Data records -
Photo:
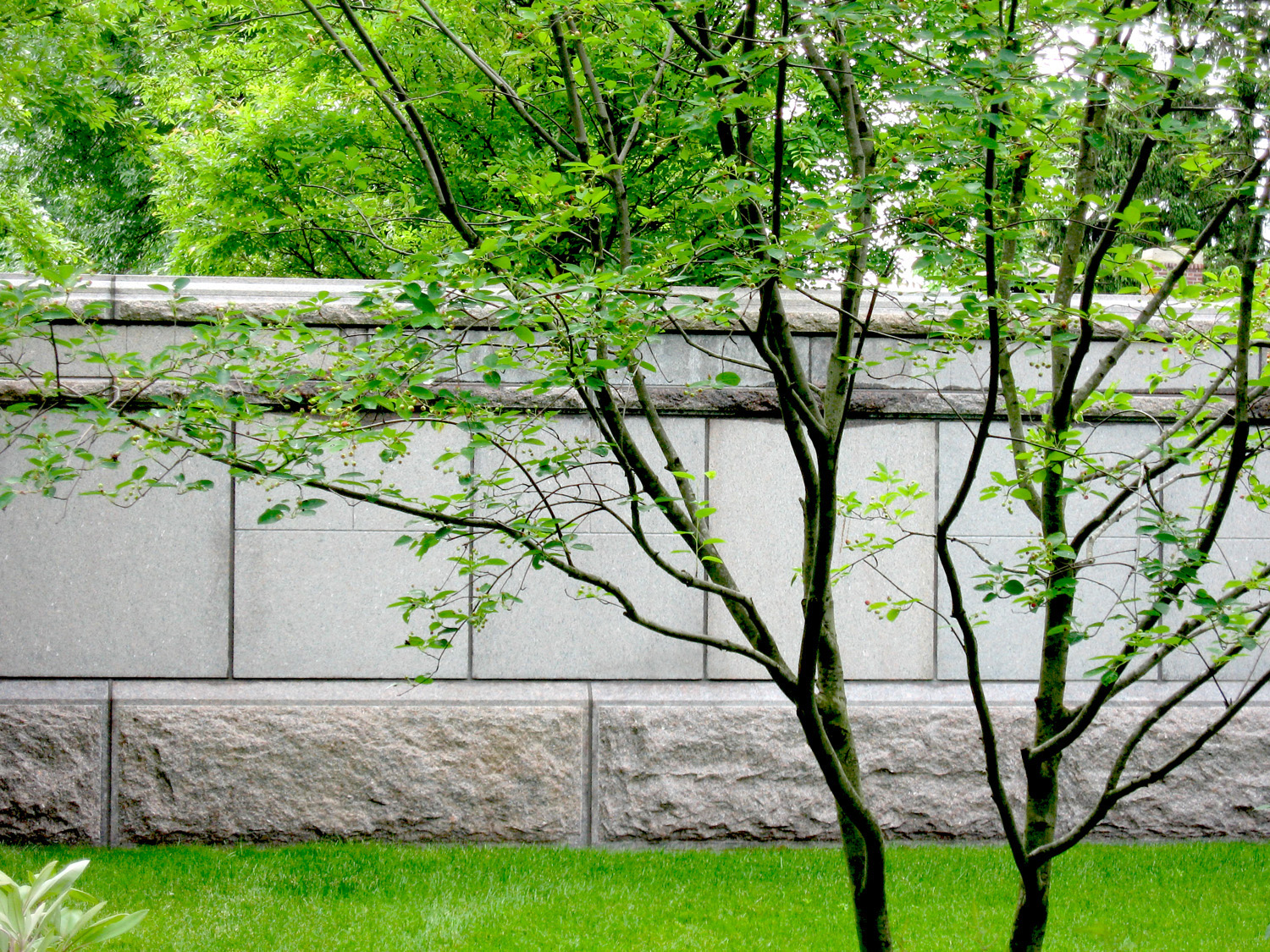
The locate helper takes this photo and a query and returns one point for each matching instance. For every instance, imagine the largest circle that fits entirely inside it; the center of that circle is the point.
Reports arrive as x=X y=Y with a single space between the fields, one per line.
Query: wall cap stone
x=348 y=692
x=53 y=691
x=132 y=300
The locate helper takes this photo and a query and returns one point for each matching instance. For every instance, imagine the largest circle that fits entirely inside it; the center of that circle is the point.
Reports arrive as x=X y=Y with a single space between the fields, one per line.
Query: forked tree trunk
x=864 y=848
x=869 y=889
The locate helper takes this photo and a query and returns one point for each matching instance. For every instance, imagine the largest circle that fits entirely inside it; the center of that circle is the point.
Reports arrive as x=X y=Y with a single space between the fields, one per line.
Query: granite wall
x=174 y=670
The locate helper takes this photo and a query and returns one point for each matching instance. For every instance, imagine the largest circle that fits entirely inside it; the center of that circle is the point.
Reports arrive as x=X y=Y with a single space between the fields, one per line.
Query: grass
x=384 y=898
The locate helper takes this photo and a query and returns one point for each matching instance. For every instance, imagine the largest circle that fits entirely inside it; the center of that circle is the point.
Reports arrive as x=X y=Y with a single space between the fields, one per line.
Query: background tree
x=622 y=149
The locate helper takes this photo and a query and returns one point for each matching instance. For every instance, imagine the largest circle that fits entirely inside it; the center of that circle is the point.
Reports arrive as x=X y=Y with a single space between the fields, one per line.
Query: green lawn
x=380 y=898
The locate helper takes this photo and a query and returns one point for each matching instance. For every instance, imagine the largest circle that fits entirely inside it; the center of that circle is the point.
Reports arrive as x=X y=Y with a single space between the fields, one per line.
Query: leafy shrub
x=37 y=916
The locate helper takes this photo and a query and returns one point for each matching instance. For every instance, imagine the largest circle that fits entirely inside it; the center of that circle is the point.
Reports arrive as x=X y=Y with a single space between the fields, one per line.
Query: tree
x=775 y=149
x=74 y=142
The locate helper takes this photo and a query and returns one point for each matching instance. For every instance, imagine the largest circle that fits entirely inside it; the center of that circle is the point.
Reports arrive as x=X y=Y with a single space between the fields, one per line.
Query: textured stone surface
x=742 y=772
x=221 y=772
x=51 y=773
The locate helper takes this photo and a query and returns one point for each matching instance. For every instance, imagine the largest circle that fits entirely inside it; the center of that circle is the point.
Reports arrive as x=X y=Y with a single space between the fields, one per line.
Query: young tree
x=776 y=149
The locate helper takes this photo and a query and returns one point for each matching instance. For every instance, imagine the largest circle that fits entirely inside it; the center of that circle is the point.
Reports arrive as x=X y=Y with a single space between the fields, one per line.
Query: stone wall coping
x=55 y=691
x=624 y=693
x=132 y=300
x=348 y=692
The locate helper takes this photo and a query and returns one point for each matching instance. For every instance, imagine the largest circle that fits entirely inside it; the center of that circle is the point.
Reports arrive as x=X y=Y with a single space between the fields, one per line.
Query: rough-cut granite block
x=51 y=773
x=743 y=772
x=277 y=773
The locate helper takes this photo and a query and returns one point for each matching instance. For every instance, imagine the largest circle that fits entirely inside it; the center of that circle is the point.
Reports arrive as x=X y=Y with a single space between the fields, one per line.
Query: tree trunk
x=866 y=861
x=869 y=889
x=1031 y=916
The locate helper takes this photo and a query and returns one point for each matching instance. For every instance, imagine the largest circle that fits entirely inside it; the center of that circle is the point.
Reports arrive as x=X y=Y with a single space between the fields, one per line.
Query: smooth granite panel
x=1109 y=444
x=713 y=772
x=1190 y=497
x=51 y=772
x=315 y=604
x=414 y=474
x=1010 y=632
x=934 y=365
x=592 y=493
x=97 y=589
x=757 y=493
x=561 y=630
x=282 y=773
x=1234 y=559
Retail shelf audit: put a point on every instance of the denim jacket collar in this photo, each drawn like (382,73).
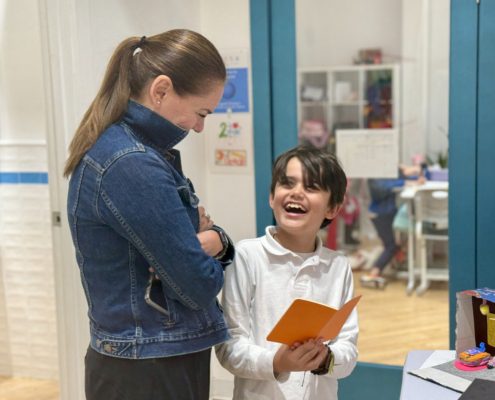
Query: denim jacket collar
(152,129)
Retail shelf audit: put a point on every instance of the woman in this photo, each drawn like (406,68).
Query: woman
(131,209)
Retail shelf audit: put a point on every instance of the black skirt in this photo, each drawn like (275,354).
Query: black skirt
(184,377)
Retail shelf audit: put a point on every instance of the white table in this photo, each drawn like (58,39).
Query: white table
(407,195)
(414,388)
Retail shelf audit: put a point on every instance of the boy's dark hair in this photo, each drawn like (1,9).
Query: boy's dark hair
(321,170)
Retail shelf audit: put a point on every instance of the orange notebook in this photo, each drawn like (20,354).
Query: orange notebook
(306,319)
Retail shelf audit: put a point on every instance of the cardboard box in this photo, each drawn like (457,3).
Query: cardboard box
(473,326)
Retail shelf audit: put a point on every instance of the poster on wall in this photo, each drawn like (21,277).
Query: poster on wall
(368,153)
(229,140)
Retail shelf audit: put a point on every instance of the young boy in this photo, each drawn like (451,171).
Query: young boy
(307,191)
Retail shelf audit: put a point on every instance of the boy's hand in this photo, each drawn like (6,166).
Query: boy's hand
(205,222)
(305,357)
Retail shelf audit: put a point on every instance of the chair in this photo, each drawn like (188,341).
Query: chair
(431,216)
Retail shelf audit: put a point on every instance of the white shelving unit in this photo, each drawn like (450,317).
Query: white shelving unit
(350,97)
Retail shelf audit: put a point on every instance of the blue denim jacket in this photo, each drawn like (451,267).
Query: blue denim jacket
(131,208)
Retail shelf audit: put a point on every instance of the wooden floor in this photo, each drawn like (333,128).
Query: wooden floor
(391,324)
(28,389)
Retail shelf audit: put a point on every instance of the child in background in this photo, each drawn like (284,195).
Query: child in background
(383,209)
(288,262)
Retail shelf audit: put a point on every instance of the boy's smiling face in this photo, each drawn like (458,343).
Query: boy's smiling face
(299,210)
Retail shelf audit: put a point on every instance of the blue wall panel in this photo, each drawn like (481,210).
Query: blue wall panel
(486,148)
(462,150)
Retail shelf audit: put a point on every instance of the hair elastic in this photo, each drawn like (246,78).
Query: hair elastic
(138,48)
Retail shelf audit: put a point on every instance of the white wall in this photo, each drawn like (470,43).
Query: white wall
(330,32)
(413,33)
(28,334)
(230,197)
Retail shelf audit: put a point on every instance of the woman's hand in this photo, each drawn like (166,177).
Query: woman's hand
(205,222)
(210,242)
(305,357)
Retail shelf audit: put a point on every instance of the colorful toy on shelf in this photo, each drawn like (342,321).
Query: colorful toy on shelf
(475,356)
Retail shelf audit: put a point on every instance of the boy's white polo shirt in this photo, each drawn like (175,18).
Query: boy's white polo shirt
(259,286)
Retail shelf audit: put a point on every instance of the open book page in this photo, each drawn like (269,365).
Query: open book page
(306,319)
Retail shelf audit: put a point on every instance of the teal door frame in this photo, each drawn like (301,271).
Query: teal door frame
(273,47)
(471,144)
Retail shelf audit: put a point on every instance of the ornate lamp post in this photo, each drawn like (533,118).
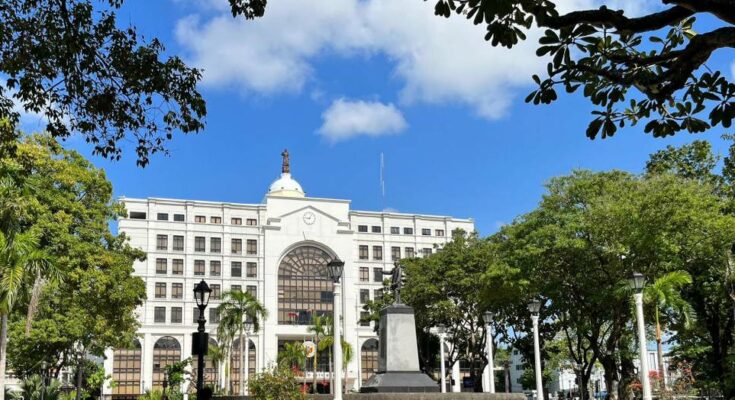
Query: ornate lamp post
(637,282)
(335,268)
(201,339)
(489,382)
(442,331)
(534,306)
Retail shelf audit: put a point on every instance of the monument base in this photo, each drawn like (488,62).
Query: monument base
(399,382)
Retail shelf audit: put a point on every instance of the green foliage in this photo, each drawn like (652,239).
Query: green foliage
(275,384)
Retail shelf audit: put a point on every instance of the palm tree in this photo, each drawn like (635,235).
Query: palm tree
(236,309)
(664,294)
(320,328)
(293,354)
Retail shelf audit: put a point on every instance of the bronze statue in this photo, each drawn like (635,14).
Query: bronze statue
(286,167)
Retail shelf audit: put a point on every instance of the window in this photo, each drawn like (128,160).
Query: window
(252,246)
(198,267)
(161,242)
(178,243)
(159,315)
(364,296)
(377,275)
(252,270)
(395,253)
(161,266)
(213,316)
(236,246)
(177,266)
(177,291)
(215,268)
(137,215)
(377,252)
(364,321)
(215,245)
(176,315)
(410,253)
(236,269)
(160,290)
(200,243)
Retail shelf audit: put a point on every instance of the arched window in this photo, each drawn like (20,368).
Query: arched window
(304,286)
(166,351)
(235,364)
(126,371)
(369,359)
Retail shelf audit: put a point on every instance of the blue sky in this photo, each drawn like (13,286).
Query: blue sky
(339,83)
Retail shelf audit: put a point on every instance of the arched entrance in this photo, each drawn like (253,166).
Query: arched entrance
(368,359)
(304,286)
(235,360)
(166,351)
(126,371)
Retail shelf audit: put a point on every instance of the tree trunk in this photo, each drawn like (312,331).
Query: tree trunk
(3,354)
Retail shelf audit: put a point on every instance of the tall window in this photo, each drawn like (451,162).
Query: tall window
(200,244)
(369,359)
(161,242)
(252,271)
(236,246)
(304,286)
(252,246)
(166,351)
(126,367)
(236,269)
(377,252)
(178,244)
(215,245)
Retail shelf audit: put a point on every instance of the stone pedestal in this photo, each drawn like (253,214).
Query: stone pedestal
(398,356)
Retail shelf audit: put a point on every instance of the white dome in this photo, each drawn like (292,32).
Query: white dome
(286,186)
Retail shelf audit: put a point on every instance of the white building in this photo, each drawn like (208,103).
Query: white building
(276,250)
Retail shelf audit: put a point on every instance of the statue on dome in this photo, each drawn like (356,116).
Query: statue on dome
(286,167)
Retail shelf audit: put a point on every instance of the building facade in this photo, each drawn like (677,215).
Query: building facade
(277,251)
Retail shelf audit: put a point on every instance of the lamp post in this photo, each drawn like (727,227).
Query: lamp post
(637,282)
(534,306)
(489,384)
(335,268)
(442,331)
(201,339)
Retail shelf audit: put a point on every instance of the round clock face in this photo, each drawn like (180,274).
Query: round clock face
(309,217)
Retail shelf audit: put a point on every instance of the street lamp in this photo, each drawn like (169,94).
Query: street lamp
(335,268)
(534,306)
(637,282)
(442,331)
(489,384)
(201,339)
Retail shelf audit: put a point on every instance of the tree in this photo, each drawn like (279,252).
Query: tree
(664,296)
(237,309)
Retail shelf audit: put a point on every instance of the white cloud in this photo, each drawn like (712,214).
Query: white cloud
(345,119)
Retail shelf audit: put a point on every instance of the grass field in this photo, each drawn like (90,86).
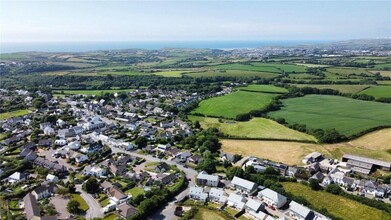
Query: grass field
(263,88)
(347,116)
(229,106)
(342,88)
(83,205)
(174,73)
(90,92)
(232,73)
(378,91)
(337,205)
(372,145)
(255,128)
(11,114)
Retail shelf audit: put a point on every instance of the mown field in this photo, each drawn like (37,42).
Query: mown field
(352,89)
(261,128)
(347,116)
(89,92)
(337,205)
(232,73)
(11,114)
(231,105)
(378,91)
(373,145)
(263,88)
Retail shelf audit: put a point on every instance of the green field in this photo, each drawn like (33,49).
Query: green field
(232,73)
(256,128)
(83,205)
(231,105)
(378,91)
(337,205)
(263,88)
(90,92)
(352,89)
(16,113)
(347,116)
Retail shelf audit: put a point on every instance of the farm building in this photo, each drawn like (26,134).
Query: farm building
(365,165)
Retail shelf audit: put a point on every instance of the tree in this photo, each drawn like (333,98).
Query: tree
(73,207)
(91,186)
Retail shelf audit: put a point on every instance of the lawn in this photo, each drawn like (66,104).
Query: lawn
(207,214)
(256,128)
(263,88)
(347,116)
(11,114)
(342,88)
(90,92)
(174,73)
(336,205)
(135,191)
(83,205)
(378,91)
(232,73)
(231,105)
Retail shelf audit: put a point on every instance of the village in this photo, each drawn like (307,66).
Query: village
(107,156)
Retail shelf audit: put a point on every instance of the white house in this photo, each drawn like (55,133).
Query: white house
(272,198)
(236,201)
(206,179)
(197,193)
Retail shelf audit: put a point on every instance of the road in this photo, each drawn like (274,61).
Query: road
(95,211)
(166,212)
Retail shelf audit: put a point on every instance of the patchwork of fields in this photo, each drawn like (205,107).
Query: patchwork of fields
(231,105)
(336,205)
(260,128)
(347,116)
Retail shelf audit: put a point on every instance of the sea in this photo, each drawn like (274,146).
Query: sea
(13,47)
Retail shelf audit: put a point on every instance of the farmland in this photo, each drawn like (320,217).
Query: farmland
(348,116)
(378,91)
(11,114)
(259,128)
(231,105)
(373,145)
(352,89)
(89,92)
(263,88)
(336,205)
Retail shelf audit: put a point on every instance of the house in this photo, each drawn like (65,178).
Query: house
(125,210)
(51,178)
(17,177)
(43,191)
(236,201)
(203,178)
(116,195)
(162,167)
(194,159)
(45,143)
(272,198)
(244,185)
(300,212)
(197,193)
(217,195)
(254,206)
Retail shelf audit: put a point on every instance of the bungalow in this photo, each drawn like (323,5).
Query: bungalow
(244,185)
(300,212)
(197,193)
(205,179)
(126,211)
(117,196)
(272,198)
(236,201)
(217,195)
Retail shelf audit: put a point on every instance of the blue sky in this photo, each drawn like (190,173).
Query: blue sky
(28,21)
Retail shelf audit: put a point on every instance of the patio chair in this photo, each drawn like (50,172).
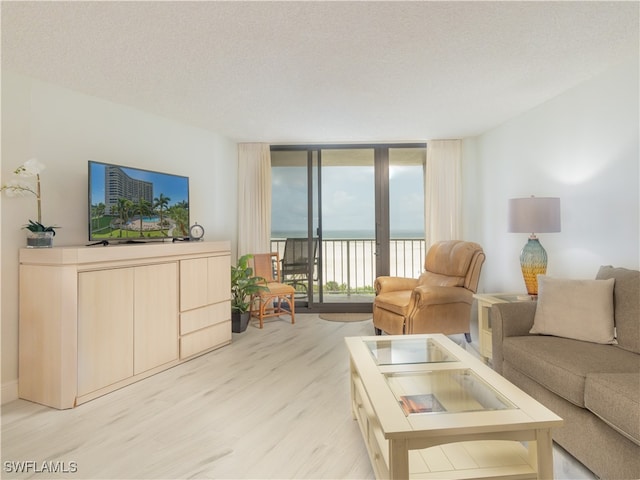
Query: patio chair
(271,302)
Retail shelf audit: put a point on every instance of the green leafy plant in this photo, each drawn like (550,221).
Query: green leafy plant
(244,284)
(38,227)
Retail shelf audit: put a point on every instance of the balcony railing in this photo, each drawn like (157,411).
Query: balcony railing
(348,264)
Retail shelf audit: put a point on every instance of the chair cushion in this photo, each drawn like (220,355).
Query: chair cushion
(561,364)
(626,298)
(277,289)
(578,309)
(451,258)
(396,301)
(614,398)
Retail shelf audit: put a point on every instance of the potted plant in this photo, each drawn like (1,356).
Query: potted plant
(38,234)
(243,285)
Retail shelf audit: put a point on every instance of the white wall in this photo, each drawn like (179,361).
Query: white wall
(581,146)
(65,129)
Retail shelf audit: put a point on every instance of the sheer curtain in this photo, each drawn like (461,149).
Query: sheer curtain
(443,191)
(254,198)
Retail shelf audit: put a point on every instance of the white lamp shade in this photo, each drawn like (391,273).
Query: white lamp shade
(534,215)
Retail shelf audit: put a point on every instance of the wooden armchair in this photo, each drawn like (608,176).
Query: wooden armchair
(437,302)
(270,302)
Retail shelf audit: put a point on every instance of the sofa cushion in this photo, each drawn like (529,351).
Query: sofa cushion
(578,309)
(626,298)
(615,398)
(561,364)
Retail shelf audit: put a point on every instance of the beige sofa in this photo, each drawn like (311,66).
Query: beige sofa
(594,387)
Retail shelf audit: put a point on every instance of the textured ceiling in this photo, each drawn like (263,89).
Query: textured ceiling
(321,71)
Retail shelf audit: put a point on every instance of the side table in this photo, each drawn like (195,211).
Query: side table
(485,300)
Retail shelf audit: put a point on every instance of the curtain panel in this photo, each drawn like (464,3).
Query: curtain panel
(443,196)
(254,198)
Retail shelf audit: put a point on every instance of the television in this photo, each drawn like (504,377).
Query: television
(130,205)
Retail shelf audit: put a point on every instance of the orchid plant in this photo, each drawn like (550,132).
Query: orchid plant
(20,187)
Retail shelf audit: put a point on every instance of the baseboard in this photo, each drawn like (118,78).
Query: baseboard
(9,391)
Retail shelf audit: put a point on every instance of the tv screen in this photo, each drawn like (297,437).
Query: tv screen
(129,204)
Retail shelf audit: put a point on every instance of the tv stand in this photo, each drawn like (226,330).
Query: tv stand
(96,320)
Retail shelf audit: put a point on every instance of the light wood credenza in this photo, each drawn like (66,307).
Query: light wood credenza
(95,319)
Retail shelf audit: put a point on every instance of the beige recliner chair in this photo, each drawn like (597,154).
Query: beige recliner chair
(437,302)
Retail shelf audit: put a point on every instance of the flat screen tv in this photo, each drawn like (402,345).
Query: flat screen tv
(128,204)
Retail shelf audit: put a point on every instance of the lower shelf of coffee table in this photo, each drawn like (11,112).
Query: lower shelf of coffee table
(476,459)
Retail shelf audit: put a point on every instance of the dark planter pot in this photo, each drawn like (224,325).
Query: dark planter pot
(239,321)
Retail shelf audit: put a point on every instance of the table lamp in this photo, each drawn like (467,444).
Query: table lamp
(529,215)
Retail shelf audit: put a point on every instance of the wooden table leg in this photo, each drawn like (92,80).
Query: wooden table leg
(398,459)
(544,447)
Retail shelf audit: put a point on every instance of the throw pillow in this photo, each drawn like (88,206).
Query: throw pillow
(578,309)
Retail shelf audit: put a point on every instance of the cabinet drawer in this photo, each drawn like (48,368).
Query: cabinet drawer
(204,317)
(197,342)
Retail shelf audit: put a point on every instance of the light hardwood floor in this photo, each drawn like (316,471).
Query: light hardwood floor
(273,404)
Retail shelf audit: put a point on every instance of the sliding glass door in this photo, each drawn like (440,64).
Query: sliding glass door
(338,205)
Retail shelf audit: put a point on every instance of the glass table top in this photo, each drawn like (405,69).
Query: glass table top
(408,351)
(444,391)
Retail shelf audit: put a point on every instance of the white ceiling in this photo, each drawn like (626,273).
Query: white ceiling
(321,71)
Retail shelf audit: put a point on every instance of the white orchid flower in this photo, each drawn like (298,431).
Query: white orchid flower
(30,168)
(17,188)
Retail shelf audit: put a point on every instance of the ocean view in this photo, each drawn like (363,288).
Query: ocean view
(348,234)
(349,255)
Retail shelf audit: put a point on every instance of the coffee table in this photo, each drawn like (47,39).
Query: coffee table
(429,409)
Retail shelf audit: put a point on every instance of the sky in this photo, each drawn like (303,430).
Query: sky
(348,198)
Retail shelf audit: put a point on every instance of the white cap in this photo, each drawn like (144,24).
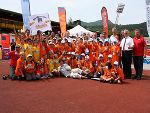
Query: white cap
(82,54)
(50,42)
(116,63)
(72,53)
(101,56)
(29,55)
(63,41)
(109,56)
(69,40)
(54,38)
(87,57)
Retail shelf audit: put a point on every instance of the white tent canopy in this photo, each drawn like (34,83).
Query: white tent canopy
(79,30)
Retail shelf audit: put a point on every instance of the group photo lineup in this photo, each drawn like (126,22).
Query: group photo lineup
(75,56)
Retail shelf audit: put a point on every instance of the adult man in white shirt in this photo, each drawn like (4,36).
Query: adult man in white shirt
(113,38)
(127,45)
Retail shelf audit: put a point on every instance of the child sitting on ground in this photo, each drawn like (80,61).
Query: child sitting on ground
(29,68)
(19,72)
(107,77)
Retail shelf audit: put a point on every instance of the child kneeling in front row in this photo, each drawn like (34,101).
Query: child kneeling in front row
(107,77)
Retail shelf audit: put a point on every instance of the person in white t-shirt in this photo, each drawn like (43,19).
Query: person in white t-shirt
(113,38)
(127,45)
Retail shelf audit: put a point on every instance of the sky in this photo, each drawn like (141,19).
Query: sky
(85,10)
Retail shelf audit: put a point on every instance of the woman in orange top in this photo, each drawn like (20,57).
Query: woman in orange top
(115,51)
(100,47)
(117,73)
(101,66)
(88,66)
(51,46)
(82,61)
(107,77)
(29,68)
(72,62)
(19,72)
(106,51)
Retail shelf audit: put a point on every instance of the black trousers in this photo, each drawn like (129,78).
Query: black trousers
(138,65)
(126,61)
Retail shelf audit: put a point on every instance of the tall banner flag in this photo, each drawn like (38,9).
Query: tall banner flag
(26,13)
(104,15)
(148,15)
(40,22)
(62,19)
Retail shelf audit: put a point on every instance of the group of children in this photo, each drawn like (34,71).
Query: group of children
(40,57)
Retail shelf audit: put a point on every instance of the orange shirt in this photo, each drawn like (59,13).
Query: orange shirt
(18,41)
(115,50)
(89,66)
(119,72)
(81,63)
(73,63)
(29,66)
(20,65)
(106,52)
(107,73)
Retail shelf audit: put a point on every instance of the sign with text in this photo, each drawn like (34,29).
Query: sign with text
(39,22)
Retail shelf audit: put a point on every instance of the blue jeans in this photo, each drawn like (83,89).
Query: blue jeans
(12,72)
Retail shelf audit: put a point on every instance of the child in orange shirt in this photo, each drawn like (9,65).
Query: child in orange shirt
(72,62)
(29,68)
(117,73)
(100,69)
(19,72)
(115,51)
(107,77)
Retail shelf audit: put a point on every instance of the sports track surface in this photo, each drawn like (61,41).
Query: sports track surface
(66,95)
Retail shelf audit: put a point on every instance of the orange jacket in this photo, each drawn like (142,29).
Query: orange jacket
(119,73)
(20,66)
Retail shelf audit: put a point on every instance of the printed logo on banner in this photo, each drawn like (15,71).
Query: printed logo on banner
(147,2)
(39,22)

Exercise -
Output the lines above between the one holding "drawn like (179,361)." and the one holding "drawn like (461,149).", inclusive, with nothing before or after them.

Output -
Retail shelf audit: put a point on every instance of the white wall in this photo, each drawn like (179,361).
Query: white wall
(581,146)
(65,129)
Retail shelf audit: put a point on every instance of the sheer curtain in this photo, each drawn like (461,149).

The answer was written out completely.